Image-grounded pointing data
+++

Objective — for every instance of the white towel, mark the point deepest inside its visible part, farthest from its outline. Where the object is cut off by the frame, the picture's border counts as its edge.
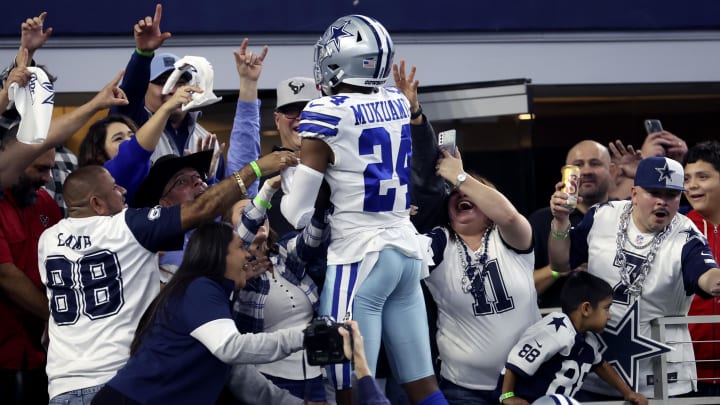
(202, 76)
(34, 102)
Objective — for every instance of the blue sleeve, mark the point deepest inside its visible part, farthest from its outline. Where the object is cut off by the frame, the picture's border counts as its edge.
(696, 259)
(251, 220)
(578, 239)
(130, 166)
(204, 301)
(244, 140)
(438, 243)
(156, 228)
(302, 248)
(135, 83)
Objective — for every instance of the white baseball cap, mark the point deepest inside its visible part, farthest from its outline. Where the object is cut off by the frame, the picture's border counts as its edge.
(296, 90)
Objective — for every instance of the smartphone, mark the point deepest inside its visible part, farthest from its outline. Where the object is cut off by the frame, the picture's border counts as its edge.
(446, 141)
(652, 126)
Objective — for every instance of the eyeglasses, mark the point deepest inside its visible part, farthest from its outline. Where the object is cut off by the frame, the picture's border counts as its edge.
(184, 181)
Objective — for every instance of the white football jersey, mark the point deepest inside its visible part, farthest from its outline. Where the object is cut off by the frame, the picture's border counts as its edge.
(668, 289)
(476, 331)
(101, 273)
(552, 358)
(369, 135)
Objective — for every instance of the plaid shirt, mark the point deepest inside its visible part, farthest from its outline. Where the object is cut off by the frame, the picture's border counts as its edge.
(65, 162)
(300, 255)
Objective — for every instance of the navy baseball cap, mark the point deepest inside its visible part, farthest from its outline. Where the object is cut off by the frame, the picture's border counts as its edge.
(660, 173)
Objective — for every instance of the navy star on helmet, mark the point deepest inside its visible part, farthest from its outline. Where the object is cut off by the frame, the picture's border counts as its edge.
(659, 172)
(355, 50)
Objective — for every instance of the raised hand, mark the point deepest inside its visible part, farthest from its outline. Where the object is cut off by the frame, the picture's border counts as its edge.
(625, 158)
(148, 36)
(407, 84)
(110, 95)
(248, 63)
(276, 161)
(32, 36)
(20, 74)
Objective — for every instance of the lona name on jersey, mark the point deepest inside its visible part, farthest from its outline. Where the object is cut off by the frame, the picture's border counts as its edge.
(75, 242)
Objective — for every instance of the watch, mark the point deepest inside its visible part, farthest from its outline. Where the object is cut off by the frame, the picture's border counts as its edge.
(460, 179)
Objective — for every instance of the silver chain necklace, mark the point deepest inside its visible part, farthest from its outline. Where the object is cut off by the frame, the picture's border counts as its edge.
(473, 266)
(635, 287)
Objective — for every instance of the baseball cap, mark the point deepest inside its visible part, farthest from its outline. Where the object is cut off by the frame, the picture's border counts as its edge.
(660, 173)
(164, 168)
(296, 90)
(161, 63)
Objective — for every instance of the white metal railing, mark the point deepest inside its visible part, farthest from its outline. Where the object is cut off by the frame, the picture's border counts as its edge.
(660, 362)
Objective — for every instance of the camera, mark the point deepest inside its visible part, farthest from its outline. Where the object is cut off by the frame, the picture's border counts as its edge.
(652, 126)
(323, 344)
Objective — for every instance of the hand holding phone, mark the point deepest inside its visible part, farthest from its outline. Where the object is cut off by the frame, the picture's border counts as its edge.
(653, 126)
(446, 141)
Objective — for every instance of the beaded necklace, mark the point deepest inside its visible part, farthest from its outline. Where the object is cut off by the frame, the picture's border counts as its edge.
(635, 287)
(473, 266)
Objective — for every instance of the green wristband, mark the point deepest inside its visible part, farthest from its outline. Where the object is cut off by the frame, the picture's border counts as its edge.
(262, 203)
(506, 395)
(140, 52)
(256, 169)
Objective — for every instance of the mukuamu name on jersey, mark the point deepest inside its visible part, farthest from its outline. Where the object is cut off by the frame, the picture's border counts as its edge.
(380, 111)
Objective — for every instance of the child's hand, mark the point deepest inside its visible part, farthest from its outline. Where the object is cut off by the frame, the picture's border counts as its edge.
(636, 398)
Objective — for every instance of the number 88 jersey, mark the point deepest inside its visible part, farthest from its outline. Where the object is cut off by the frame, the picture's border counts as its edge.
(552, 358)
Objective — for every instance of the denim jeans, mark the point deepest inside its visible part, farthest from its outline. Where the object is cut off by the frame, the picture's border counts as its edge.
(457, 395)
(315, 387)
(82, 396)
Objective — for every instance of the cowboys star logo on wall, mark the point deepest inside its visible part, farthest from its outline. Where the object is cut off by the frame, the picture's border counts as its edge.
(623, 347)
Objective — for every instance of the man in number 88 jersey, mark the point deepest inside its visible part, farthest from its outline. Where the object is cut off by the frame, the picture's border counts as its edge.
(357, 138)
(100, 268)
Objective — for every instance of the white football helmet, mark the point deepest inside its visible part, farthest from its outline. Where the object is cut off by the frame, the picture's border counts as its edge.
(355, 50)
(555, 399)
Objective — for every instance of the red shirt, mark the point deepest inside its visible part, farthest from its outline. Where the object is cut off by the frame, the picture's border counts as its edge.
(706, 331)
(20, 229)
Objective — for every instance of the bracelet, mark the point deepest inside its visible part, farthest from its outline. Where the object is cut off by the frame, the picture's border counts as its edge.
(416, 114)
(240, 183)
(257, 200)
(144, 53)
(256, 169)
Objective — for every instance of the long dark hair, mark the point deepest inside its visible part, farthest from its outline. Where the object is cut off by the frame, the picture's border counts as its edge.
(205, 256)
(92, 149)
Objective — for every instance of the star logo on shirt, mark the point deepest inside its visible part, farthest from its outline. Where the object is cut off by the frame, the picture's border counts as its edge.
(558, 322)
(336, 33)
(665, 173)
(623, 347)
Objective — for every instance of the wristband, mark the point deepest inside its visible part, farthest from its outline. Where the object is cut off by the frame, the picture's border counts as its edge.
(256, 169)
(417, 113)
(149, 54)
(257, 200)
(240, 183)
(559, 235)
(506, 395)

+++

• ACTION ITEM: Would you return all of the data above word for word, omitting every picture?

• RESULT:
Objective — for every instance of the white towel, mark the point deepest inside its visible part, farthest from its outline. Where the object is cut off by the frame, the picture's border counts as its edge.
(202, 76)
(34, 102)
Objective — for every instance of the blue sleeve, mark the point deepest inside its visible part, farthest from its outline. Where the object is cut off by the frame, the picture's border counts as its edge.
(696, 259)
(251, 220)
(578, 239)
(130, 166)
(204, 301)
(244, 140)
(438, 243)
(156, 228)
(302, 248)
(135, 83)
Objective — for every instance of the white baseball cap, mark the point deepest inside its visible part, farthest from its outline. Where the object is cut off by the frame, the picture's border counts as its edge.
(296, 90)
Objective — for every instance of the smartphone, mark the point deepest inside its visible part, farthest from its outline. Where the object is cut off by the frame, the picture's border counts as its edge.
(446, 141)
(652, 126)
Objective — for every instance of the eyeglasses, mark the point deepest inside its visible part, farthest from its outline. Where the object is cut off by the frame, the picture's border counts as its edge.
(184, 181)
Objective — for every instance of the white football jersey, mark the point deepest inside its visible part, farthest from its outline. Where the object is cut off by the frame, the picture's border counts as its edge.
(668, 289)
(476, 331)
(101, 273)
(552, 358)
(369, 135)
Objective — for every instance of the plaid shirt, mark the point deepest inside its visible part, farthest from its outline. Where the object is cut off by the frame, the picture's border counts as its edge.
(65, 162)
(300, 255)
Objective — for every instance of the navy baseball cap, mark the point deepest inside its visible part, farthest from its outline. Where the object is cut off by the frame, the picture's border counts as its edge.
(660, 173)
Objective — for every instance of the navy star on helmet, mark the point deepest inside its visible part, farthest from its outline. Where the object is cut off by the frame, the picture's border counts as its edge.
(659, 172)
(355, 50)
Objective — for every instance of the raised hand, mark the point deepest inside its visible part, farthest from its outline. Where the object is cut off by the frame, the picture's border counts as its edge.
(625, 158)
(148, 36)
(407, 84)
(110, 95)
(248, 63)
(276, 161)
(32, 36)
(20, 74)
Objective — for every instance of the lona name on jersey, mark the point deepest inside its visible part, farthest from its outline. Where the object is cut off by the frame, the picture's border counts as its edge.
(75, 242)
Objective — for every instance of the watch, mark the point deepest inside its visible part, farthest from its outline. Where the object is cut off by the frame, the picture's border counts as its edge.
(460, 179)
Objective — for every instance of the silver chain necklace, mark the point deepest inside its visible part, farthest from its outline. Where the object is cut off by the frame, the picture's border counts as its edge.
(473, 266)
(635, 287)
Objective — for every instance of the baseball cap, mark the point deepest inside its visible part, farthest from its outline. Where the object is cut off by the frame, the picture's border counts as its edge.
(660, 173)
(164, 168)
(296, 90)
(161, 63)
Objective — for every instance of the white metal railing, mark the point deepest inside its visible part, farthest from its outline. Where the object is cut off by the frame, the picture's border counts as its edge.
(660, 362)
Objective — for every instance of the camera, mark the point deepest inside its visible part, farthest from its outline. Where the object is cut off by the frame, the picture's border counts as its edge.
(652, 126)
(323, 344)
Objective — for every instance of the hand holding phone, mark the point deepest inside its visible part, farthest from its outline. Where the object is cut off by the frame, the picture's border counts as its edge.
(653, 126)
(446, 141)
Objective — for every instance of the beaded necklace, mark the point deepest inside its visible part, farthest from its outline. Where the object is cut off by the frame, the picture's border counts as its edge.
(635, 287)
(473, 266)
Objective — for every instance of the green wristband, mark the point deepest inside its visible part, farthest from its outline. Where the object is cut off by the frame, the picture's border counts as its edge.
(262, 203)
(506, 395)
(140, 52)
(256, 169)
Objective — for every instance of the mukuamu name on jersey, mark the point deepest inside its visible part, farthest from its outline. Where the object is cut off by the frame, the picture's border counts as its edge.
(380, 111)
Objective — for every instance of the child's hand, mark the point deepest inside its visible part, farthest from its outline. Where the object is cut off by the frame, the picture's border counts as its edge.
(636, 398)
Objective — for every instance of the number 88 jersey, mark the point deepest inside its visible part, farthest from its outline. Where the object is cut off by the frame, the picture's border counts as its edge.
(552, 358)
Objective — for every instance of the denim jeans, mark the point deepest inside its visible part, farthest from its outline. Where the object is cut off by the frame, the picture's border counts as its edge.
(457, 395)
(315, 387)
(82, 396)
Objective — for every instance of the cowboys star logo on wall, mark the point deepest inside its visible part, farthest from its outline. Where the object is cut off by the frame, the picture's border counts as its edge.
(623, 347)
Objective — for every instance of the man in number 88 jersey, mark the point deepest inside its visible part, farthest from its outline. Where the object is cut off by the frame, the picture's border counts as its edge.
(357, 138)
(100, 268)
Objective — for every instance of the white football helmet, mark the point deepest inside its visible part, farthest from its outline. Where the object is cut off by the frame, the picture's border counts as its edge.
(355, 50)
(555, 399)
Objective — for every instance of the red shirt, mark the point deepest inside its visible part, farthest from its outline. Where the object is cut off by the frame, the picture's border counts as its edge.
(706, 331)
(20, 229)
Objective — for every instance of the bracelet, mark the point deepest inside its visible part, farthest from its outline. Where the object is cut off by the frame, the picture's border counts as its edge.
(416, 114)
(240, 183)
(257, 200)
(144, 53)
(256, 169)
Objective — for every instance of the long dark hair, mark the point deepest inside its visible part, farthest from its outline. Where the object is cut off by the frame, the picture's border counts as its edge.
(205, 256)
(92, 149)
Objective — for every instance of the star logo on shirt, mark the point deepest inside its visible part, farthest from its outline. Where the object is cut off by the frame, the picture's border counts as its edge.
(558, 322)
(336, 33)
(665, 173)
(623, 347)
Objective — for every instance of the wristband, mark the point deepest inside its visible part, farthest from its outline. Where the object is cut off by the frame, the picture's border counts as its edge.
(256, 169)
(417, 113)
(149, 54)
(257, 200)
(240, 183)
(559, 235)
(506, 395)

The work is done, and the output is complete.